#### WHAT YOU ARE ASKED TO DO:
Starting at the line with "Annotation task — locate each instance of the man's nose" in it, reproduce each line below through the last one, exactly, and include nothing else.

#### TASK INPUT:
-=-=-=-=-

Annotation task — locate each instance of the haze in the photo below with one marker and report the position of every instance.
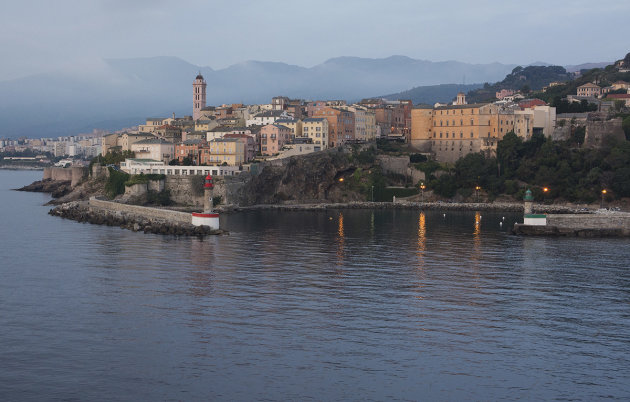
(72, 35)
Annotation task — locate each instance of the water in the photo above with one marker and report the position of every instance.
(353, 305)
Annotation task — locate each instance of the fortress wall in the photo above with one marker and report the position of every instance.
(73, 174)
(584, 221)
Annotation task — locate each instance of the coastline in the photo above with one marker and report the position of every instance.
(446, 206)
(9, 167)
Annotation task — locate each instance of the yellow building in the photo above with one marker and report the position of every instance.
(294, 125)
(109, 142)
(225, 150)
(153, 123)
(451, 132)
(128, 139)
(317, 130)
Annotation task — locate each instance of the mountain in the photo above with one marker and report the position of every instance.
(586, 66)
(431, 94)
(530, 78)
(115, 93)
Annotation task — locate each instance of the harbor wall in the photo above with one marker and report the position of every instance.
(155, 214)
(72, 174)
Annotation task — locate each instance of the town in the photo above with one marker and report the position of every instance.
(230, 137)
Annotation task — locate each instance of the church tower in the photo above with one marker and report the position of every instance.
(199, 96)
(461, 99)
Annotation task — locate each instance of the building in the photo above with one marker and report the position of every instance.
(228, 151)
(149, 166)
(127, 139)
(317, 130)
(273, 137)
(461, 99)
(294, 125)
(110, 143)
(249, 142)
(153, 123)
(503, 93)
(589, 90)
(364, 122)
(451, 132)
(199, 96)
(267, 117)
(156, 149)
(189, 149)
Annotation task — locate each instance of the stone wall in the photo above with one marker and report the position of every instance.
(72, 174)
(590, 221)
(598, 129)
(156, 214)
(185, 190)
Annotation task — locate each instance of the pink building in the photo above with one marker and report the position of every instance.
(273, 137)
(503, 93)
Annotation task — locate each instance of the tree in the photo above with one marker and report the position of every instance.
(625, 124)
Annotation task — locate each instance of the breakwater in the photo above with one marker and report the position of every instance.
(601, 224)
(132, 217)
(440, 206)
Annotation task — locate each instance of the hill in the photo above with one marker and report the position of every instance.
(521, 78)
(117, 93)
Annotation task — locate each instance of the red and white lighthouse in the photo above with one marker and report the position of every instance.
(207, 217)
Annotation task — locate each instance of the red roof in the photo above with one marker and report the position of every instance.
(530, 103)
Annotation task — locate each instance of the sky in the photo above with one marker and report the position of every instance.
(42, 35)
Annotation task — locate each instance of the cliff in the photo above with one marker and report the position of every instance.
(310, 178)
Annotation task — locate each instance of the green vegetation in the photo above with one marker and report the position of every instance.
(162, 198)
(570, 173)
(523, 79)
(115, 184)
(564, 106)
(143, 178)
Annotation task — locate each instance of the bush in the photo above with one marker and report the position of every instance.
(417, 158)
(162, 198)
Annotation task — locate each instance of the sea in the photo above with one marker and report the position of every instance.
(333, 305)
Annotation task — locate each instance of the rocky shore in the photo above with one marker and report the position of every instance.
(81, 211)
(555, 231)
(56, 188)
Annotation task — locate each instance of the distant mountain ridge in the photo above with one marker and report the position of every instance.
(117, 93)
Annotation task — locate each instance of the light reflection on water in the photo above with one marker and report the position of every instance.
(344, 304)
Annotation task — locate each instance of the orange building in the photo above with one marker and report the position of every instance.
(340, 123)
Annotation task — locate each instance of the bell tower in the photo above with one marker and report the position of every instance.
(199, 96)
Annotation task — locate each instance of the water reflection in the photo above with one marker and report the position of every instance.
(422, 238)
(341, 239)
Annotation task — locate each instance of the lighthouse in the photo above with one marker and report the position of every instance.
(207, 217)
(199, 96)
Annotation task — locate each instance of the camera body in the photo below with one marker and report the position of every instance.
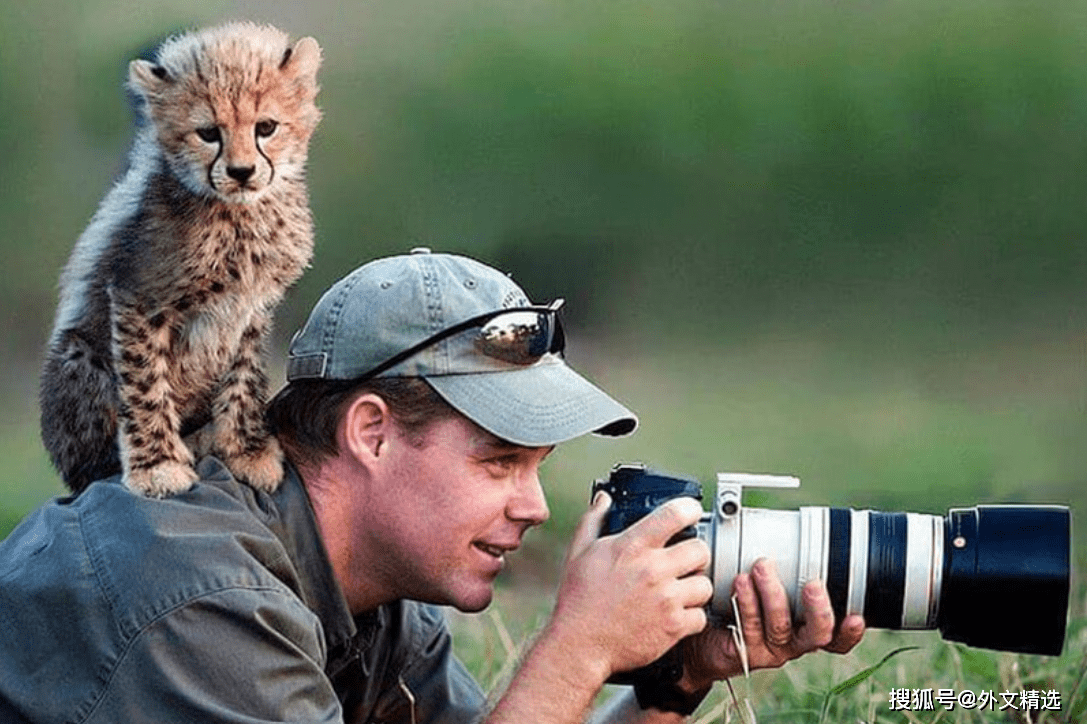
(989, 576)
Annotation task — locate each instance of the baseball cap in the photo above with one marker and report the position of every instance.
(451, 320)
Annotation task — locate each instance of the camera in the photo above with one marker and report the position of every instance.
(989, 576)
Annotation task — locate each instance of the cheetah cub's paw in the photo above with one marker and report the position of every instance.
(262, 469)
(162, 479)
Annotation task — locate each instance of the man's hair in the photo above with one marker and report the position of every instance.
(307, 412)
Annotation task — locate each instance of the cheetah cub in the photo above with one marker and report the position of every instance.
(166, 300)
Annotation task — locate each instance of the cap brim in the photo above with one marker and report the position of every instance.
(535, 407)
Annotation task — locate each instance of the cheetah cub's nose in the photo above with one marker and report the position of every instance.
(240, 174)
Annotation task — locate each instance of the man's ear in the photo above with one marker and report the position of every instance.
(364, 427)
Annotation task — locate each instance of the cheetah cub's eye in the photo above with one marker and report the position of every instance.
(210, 134)
(265, 128)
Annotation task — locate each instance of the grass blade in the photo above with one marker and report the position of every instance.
(857, 678)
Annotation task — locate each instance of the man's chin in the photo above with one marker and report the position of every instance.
(474, 602)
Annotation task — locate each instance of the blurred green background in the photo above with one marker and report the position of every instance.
(839, 239)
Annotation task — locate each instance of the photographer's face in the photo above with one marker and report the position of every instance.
(448, 511)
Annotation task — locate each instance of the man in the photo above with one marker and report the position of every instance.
(423, 394)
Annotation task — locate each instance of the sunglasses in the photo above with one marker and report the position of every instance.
(517, 335)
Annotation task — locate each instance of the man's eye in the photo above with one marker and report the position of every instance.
(210, 134)
(499, 465)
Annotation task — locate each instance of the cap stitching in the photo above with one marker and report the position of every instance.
(328, 344)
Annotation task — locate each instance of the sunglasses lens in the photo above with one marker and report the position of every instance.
(519, 337)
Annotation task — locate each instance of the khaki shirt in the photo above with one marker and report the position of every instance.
(216, 604)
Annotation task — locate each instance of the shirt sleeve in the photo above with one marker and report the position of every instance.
(427, 684)
(232, 657)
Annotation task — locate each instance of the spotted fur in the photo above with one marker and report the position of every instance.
(166, 300)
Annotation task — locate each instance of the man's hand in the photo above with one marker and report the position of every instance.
(769, 633)
(627, 598)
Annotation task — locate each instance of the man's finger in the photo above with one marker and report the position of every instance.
(776, 620)
(687, 557)
(665, 521)
(849, 635)
(588, 527)
(819, 618)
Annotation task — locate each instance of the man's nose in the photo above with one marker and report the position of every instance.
(528, 503)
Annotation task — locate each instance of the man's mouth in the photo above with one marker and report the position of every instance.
(495, 551)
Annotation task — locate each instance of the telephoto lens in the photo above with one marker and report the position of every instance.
(989, 576)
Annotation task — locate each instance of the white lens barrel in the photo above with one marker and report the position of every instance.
(885, 566)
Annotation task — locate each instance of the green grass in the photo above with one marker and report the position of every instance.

-=-=-=-=-

#### FULL SOLUTION:
Annotation task — locate each instance of the man's nose in the photo above with one marker and report the position of every instance.
(528, 503)
Annotation task — locate each instance of the man's mouth in the photo above with one marker and report the position of every instance.
(495, 551)
Annotation task — locate each instance of the telephoto lens in the photo above with one marker and report the position of every instance.
(989, 576)
Annotation task — locate each instance of the white lens barrel in the photo above with one marker and report the position of every instance.
(885, 566)
Annotation task — locate each instance of the green grass in the photo above with one marker and report the position of every instance.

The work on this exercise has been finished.